(Recorded data)

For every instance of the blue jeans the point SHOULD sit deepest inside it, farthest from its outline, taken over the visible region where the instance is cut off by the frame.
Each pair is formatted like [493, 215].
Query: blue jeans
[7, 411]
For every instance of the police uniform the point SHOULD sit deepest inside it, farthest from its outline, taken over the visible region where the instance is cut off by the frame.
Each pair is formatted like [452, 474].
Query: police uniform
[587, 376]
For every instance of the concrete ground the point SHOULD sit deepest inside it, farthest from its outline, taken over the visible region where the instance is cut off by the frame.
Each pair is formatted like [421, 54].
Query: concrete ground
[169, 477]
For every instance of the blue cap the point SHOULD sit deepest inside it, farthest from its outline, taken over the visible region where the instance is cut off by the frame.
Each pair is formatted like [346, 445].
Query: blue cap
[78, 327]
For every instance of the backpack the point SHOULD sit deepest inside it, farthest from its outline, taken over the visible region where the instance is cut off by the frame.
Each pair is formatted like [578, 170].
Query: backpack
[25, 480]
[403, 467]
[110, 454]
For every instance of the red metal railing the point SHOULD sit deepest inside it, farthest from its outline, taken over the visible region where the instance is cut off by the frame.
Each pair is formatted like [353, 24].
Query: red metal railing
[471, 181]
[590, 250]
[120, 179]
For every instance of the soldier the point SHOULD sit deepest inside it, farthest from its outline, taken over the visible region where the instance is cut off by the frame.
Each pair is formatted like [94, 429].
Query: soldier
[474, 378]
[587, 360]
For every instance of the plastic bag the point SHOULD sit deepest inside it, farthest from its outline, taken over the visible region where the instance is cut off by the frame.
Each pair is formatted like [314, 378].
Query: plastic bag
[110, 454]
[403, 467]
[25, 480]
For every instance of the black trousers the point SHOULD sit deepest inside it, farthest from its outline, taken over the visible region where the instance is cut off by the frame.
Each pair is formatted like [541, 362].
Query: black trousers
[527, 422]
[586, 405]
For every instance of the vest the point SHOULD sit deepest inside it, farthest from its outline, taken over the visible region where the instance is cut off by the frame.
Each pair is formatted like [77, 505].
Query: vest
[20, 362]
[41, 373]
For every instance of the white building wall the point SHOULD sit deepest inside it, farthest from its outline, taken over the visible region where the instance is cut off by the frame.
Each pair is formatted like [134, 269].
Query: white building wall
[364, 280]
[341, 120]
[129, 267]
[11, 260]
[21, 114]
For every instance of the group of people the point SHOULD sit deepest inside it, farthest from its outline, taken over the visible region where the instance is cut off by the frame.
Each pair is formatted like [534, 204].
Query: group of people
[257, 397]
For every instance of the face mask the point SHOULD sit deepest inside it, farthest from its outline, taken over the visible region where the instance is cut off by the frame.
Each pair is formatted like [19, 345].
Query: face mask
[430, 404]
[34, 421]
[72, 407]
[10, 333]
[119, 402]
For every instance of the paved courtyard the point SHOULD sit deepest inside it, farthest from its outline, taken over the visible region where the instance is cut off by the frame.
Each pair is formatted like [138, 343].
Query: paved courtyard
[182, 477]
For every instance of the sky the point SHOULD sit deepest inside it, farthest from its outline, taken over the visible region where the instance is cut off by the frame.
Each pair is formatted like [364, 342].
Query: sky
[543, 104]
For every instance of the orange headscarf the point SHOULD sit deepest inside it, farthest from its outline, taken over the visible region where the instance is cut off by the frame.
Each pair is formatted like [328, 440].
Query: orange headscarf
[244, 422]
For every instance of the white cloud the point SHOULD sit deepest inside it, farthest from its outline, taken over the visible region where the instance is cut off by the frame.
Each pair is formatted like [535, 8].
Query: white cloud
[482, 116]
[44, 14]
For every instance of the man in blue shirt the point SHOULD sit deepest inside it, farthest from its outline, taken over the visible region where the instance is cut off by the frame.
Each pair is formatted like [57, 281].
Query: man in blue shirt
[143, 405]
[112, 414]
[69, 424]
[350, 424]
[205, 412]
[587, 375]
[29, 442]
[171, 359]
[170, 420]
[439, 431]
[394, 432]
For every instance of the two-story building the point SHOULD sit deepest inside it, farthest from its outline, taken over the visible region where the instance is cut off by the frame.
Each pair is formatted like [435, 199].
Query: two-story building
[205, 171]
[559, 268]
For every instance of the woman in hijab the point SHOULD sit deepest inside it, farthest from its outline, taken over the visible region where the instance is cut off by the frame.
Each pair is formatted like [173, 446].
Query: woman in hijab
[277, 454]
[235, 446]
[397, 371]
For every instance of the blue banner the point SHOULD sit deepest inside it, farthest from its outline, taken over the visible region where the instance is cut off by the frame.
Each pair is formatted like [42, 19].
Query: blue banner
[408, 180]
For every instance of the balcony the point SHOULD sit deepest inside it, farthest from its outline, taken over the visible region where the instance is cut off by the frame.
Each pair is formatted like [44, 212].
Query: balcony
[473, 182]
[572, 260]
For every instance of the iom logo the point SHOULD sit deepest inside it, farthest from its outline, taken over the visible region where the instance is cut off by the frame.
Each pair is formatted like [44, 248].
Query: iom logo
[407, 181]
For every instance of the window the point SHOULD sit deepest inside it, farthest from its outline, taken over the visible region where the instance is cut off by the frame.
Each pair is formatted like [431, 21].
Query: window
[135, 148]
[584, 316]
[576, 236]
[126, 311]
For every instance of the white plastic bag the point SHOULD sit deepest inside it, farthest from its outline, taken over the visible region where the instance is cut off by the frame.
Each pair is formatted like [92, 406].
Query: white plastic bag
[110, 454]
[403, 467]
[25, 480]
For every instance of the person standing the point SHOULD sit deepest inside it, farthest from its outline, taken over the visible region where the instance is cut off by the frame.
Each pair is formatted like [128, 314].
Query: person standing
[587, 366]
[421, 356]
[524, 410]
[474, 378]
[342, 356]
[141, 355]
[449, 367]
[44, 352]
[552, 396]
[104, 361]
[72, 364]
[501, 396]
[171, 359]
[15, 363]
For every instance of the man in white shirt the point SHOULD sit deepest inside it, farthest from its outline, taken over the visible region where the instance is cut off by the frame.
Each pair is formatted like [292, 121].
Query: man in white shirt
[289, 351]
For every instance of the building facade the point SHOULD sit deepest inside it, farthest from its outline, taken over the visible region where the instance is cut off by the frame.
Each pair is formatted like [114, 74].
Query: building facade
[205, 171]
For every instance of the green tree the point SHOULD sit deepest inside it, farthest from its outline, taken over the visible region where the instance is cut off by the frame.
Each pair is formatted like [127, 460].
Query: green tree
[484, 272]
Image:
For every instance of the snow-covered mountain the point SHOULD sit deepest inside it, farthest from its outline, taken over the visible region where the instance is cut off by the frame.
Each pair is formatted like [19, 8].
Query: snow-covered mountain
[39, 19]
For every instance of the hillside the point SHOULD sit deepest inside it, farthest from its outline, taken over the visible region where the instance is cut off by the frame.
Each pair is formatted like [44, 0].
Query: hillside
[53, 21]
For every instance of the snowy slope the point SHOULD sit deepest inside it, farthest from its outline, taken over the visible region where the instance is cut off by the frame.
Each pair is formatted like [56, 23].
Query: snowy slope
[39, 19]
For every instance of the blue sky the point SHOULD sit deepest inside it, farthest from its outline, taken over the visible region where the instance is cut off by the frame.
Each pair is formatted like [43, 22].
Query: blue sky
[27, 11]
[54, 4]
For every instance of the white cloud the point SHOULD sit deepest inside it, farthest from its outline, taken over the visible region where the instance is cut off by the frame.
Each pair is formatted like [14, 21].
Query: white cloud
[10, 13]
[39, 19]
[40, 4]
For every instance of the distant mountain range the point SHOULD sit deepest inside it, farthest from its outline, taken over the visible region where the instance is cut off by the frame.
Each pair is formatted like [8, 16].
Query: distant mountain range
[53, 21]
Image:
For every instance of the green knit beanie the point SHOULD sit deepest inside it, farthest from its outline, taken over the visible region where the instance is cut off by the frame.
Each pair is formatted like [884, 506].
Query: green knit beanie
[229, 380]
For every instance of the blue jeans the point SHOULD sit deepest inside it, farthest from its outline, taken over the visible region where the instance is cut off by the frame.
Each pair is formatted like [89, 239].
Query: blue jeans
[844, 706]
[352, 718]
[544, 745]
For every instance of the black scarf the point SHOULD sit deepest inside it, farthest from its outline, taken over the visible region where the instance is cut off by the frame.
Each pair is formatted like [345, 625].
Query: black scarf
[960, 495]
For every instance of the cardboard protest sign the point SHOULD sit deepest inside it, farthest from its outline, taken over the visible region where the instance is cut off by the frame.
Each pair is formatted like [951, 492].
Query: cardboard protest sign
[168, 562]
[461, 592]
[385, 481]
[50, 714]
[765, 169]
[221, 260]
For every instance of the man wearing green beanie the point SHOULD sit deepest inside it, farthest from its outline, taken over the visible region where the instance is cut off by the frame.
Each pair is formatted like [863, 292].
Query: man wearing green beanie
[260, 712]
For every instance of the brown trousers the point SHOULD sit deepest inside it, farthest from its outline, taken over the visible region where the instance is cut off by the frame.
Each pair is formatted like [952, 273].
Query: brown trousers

*Problem to solve*. Determine how many lines in the preceding records include the word "brown". The answer is that number alone.

*Answer section*. 2